• [Exercise objective]:
Express the lines of the material, from the line containing "written like (59,287)." through the end of the material, inclusive, as a Markdown table with the columns "Row" and "Material line", numbering each line and omitting any blank lines.

• [Given records]:

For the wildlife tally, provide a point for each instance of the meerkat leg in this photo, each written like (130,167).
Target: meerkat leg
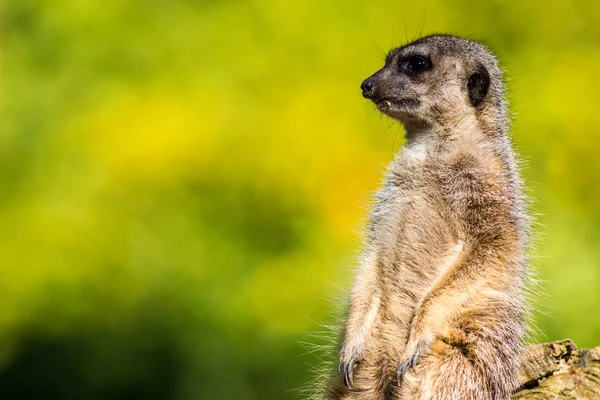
(364,308)
(480,324)
(474,360)
(431,313)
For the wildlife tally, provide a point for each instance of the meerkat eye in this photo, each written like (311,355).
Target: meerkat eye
(416,64)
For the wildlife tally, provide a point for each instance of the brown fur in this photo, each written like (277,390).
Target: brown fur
(437,309)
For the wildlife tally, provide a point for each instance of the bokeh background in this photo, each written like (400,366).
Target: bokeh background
(183,182)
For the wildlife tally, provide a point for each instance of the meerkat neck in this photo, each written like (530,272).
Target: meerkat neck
(469,128)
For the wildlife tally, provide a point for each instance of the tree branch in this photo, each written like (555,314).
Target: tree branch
(559,371)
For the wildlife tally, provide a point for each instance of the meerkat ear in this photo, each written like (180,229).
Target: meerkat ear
(478,86)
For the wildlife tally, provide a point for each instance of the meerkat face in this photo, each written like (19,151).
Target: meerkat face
(433,79)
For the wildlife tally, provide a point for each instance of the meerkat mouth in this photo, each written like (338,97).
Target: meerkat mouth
(393,106)
(385,105)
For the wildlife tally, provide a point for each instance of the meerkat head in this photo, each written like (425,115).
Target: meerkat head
(437,79)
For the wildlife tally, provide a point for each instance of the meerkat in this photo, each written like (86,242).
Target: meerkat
(437,310)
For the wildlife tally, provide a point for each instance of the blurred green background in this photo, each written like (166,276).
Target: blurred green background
(182,181)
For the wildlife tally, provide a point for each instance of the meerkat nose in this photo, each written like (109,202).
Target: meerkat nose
(368,88)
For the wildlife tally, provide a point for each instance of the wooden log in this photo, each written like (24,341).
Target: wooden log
(559,371)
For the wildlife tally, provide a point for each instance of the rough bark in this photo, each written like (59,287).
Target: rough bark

• [Solution to the problem]:
| Row | Material line |
|---|---|
| 1 | For the wildlife tally, provide a point for each instance of the rough bark in this photo, each written like (59,287). |
| 2 | Target: rough bark |